_Dataset rows_.
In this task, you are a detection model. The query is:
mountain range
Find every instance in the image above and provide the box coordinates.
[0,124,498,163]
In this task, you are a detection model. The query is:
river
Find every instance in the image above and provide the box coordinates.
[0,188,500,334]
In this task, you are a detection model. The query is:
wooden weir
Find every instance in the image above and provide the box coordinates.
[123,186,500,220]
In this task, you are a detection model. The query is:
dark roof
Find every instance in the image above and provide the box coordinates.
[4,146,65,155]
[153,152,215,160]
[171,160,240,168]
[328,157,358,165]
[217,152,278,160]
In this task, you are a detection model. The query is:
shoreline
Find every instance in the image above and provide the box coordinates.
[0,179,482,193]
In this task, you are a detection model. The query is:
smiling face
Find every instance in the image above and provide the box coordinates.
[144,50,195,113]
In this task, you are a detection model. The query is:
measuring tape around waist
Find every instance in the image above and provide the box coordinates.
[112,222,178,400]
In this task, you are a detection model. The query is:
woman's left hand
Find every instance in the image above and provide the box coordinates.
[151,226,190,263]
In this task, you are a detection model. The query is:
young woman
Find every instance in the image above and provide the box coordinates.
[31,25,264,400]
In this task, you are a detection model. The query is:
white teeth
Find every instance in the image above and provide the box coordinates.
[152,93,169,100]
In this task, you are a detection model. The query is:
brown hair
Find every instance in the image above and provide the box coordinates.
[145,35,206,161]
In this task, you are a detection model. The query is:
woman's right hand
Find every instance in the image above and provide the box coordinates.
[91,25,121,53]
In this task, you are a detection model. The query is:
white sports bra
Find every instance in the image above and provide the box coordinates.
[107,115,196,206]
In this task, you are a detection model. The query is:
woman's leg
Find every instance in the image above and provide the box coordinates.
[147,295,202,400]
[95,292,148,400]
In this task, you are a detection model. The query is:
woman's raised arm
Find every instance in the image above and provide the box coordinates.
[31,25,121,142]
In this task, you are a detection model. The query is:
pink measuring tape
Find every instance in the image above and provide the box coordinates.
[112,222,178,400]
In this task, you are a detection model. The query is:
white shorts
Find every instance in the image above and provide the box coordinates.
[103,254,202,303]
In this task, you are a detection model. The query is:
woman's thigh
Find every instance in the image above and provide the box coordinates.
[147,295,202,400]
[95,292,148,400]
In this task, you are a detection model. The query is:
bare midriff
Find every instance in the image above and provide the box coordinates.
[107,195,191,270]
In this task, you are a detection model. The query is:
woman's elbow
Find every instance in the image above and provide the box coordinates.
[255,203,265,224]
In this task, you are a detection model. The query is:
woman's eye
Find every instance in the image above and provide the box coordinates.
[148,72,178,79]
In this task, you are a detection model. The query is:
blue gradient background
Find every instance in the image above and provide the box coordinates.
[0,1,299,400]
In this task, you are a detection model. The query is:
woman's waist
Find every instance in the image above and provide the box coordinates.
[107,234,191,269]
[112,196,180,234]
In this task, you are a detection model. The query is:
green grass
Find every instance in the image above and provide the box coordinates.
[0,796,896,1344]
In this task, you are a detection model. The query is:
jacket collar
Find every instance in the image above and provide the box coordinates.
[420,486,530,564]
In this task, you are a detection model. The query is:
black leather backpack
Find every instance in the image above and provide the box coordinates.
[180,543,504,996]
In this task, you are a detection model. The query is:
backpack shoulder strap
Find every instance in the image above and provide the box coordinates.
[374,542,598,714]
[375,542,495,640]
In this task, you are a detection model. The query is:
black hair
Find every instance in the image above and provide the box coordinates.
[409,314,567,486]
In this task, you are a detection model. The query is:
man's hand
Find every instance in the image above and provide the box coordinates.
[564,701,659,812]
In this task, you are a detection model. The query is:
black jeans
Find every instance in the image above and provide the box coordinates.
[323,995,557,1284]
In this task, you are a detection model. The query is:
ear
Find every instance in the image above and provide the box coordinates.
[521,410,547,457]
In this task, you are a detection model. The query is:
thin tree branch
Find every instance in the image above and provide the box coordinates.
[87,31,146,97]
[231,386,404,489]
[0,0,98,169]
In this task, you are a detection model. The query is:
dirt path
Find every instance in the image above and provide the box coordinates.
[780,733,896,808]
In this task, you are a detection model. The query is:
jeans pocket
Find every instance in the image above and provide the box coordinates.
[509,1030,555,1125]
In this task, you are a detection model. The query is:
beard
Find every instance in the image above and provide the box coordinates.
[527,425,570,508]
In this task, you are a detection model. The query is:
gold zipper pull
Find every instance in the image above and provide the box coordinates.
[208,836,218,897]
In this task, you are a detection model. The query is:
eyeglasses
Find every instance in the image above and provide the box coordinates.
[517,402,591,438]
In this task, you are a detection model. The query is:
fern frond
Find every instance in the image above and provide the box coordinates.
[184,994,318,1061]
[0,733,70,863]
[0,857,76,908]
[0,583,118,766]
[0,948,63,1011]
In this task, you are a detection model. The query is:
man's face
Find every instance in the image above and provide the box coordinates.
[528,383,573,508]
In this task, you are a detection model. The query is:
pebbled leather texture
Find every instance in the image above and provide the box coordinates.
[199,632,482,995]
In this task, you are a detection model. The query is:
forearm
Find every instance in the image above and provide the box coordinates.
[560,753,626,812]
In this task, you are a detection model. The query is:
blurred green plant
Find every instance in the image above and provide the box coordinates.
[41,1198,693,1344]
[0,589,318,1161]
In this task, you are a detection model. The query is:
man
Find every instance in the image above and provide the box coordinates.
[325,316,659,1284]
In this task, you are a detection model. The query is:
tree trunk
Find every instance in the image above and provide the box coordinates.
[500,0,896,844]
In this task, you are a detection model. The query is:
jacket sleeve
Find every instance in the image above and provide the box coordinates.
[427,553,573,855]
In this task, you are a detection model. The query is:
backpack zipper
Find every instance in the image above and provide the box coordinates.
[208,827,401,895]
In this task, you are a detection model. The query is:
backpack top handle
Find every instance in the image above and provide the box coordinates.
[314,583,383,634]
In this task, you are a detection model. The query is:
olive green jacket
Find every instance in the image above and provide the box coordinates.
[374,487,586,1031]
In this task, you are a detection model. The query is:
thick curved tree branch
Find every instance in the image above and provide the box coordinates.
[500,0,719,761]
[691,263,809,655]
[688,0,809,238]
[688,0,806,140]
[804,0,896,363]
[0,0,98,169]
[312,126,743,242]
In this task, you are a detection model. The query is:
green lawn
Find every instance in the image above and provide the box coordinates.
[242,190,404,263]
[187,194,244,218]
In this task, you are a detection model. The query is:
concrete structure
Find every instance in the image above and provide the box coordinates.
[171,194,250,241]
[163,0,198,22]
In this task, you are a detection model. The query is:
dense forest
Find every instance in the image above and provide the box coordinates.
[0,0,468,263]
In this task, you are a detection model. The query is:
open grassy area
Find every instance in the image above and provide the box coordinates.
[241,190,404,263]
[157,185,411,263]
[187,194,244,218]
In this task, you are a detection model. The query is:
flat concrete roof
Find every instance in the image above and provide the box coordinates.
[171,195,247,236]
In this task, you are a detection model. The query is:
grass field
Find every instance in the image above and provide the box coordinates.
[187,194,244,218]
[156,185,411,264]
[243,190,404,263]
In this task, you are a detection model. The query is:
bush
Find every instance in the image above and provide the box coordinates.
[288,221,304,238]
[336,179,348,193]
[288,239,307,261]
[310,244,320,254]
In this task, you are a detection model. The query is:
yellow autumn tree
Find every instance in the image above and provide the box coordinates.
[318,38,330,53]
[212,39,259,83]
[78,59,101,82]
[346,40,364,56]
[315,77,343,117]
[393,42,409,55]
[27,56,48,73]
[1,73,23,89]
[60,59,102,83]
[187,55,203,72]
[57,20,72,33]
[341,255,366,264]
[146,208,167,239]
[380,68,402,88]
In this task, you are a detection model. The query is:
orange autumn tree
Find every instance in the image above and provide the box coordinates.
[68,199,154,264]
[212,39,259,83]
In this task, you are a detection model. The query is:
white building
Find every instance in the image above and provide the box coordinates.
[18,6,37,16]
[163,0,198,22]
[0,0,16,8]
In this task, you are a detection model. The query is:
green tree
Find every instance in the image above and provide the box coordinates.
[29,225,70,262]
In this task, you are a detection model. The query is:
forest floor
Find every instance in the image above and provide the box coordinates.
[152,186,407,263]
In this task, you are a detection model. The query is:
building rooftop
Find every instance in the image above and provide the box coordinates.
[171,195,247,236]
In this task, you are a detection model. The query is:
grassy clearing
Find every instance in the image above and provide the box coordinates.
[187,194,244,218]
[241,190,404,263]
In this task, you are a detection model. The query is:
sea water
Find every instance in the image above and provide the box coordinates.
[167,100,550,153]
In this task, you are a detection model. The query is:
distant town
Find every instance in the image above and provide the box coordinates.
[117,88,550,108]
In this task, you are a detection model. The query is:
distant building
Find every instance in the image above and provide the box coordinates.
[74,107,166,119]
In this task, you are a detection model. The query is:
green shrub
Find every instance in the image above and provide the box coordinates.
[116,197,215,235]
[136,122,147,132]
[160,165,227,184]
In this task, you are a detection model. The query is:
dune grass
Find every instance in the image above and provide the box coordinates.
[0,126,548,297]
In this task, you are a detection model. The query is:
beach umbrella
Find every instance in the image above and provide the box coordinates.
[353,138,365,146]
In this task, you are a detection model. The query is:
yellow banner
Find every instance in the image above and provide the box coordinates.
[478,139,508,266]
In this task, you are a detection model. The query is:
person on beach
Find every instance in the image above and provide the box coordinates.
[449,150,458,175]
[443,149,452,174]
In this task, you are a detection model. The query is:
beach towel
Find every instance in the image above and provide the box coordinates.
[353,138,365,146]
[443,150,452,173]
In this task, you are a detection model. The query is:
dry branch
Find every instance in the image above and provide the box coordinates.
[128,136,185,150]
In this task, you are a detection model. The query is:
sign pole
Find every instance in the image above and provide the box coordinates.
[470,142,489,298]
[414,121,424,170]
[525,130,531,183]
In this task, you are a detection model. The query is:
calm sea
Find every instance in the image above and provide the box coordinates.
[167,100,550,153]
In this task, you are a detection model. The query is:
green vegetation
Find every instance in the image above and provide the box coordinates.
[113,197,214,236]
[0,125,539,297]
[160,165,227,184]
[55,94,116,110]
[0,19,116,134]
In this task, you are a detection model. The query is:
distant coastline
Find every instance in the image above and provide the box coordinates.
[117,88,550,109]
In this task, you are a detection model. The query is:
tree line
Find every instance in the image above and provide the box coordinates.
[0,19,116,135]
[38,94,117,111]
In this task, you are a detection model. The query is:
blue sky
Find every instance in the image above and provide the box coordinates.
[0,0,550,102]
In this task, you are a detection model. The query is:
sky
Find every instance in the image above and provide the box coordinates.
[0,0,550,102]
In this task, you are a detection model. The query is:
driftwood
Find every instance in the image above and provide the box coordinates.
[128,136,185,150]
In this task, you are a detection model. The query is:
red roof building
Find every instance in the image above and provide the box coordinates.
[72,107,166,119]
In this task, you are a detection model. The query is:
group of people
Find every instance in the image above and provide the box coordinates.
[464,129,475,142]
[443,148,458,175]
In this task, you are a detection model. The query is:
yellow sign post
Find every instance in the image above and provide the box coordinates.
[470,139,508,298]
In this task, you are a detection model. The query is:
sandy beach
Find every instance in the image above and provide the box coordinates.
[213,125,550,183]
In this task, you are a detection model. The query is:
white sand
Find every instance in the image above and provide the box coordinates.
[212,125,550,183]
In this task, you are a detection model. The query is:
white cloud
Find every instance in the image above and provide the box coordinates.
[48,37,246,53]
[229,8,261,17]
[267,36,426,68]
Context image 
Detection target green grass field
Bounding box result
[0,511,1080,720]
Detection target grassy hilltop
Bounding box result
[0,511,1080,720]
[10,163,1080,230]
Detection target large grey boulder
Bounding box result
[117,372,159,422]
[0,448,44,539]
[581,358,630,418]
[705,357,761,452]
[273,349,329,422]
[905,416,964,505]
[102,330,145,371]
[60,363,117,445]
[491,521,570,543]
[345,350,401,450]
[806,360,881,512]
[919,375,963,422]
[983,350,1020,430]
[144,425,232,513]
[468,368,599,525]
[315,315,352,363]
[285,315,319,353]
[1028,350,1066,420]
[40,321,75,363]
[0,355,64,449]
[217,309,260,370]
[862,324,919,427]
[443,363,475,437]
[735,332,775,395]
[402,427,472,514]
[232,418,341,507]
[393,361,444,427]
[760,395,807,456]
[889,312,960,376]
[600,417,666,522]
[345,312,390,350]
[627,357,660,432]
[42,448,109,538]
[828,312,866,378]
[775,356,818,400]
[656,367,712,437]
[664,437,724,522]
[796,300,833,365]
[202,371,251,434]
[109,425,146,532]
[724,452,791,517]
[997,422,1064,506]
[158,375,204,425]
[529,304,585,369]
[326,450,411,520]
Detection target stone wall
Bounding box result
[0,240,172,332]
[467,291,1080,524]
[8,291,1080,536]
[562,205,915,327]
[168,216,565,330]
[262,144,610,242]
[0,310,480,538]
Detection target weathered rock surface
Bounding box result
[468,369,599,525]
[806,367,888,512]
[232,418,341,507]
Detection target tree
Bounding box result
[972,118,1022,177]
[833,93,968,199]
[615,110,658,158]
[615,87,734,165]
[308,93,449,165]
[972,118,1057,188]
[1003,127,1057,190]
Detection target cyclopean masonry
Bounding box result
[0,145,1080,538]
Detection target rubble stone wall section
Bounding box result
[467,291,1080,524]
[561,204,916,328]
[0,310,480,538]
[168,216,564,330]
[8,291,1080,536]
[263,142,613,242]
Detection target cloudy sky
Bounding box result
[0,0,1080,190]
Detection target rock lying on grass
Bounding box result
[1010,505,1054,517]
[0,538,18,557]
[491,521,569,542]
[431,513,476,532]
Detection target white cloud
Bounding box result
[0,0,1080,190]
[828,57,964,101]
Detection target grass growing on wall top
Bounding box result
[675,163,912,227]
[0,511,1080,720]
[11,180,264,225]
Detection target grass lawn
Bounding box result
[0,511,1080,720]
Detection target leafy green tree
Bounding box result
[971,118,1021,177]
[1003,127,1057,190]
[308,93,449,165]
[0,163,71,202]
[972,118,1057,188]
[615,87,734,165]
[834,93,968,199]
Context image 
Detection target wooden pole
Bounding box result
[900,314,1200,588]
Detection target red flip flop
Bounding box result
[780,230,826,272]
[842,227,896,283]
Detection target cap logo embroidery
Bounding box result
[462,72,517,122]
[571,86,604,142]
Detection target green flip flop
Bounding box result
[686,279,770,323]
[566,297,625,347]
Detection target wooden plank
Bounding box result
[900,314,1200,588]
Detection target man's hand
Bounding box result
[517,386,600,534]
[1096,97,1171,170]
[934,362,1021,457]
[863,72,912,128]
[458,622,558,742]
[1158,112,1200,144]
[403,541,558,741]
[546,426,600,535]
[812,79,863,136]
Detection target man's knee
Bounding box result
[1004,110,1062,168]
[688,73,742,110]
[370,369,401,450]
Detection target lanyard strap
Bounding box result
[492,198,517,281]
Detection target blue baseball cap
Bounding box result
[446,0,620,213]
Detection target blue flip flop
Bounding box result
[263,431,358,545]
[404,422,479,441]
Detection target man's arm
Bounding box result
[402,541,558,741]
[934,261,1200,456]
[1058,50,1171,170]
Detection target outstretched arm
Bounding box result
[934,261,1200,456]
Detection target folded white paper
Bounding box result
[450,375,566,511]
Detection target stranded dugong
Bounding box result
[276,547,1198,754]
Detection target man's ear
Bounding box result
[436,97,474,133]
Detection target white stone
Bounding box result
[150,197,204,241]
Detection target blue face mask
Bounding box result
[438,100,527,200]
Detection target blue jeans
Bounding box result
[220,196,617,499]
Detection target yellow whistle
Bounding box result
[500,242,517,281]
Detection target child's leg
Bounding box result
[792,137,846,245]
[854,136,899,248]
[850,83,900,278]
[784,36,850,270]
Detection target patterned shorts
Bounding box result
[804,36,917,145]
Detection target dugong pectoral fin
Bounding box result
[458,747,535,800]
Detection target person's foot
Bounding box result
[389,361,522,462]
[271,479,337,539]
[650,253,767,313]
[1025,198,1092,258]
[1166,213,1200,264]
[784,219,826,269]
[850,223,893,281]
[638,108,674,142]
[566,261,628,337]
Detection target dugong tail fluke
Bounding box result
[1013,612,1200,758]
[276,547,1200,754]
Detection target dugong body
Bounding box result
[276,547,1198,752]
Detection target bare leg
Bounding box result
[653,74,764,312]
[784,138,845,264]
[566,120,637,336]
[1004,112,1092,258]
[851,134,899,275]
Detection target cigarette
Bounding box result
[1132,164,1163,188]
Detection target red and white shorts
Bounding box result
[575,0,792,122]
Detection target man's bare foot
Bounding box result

_What is asked_. Could you rewrite the material from its first line through the line containing "[123,186,500,220]", both ends included, rescaling every coordinate in the answers by 0.7 and rounding to whole numbers with halves going up? Keep all other lines unchanged and return only that stretch.

_Task solution_.
In this task, you are a detection model. The query is:
mountain range
Find every instance in the image above and provide the box coordinates.
[0,87,349,114]
In this task, you are a detection model. The query is:
river
Find every instance in the image above and provide the box coordinates.
[0,132,350,234]
In this task, you are a detection model. The query is:
wooden weir
Find every instance in the image above and provide the box coordinates.
[86,130,350,154]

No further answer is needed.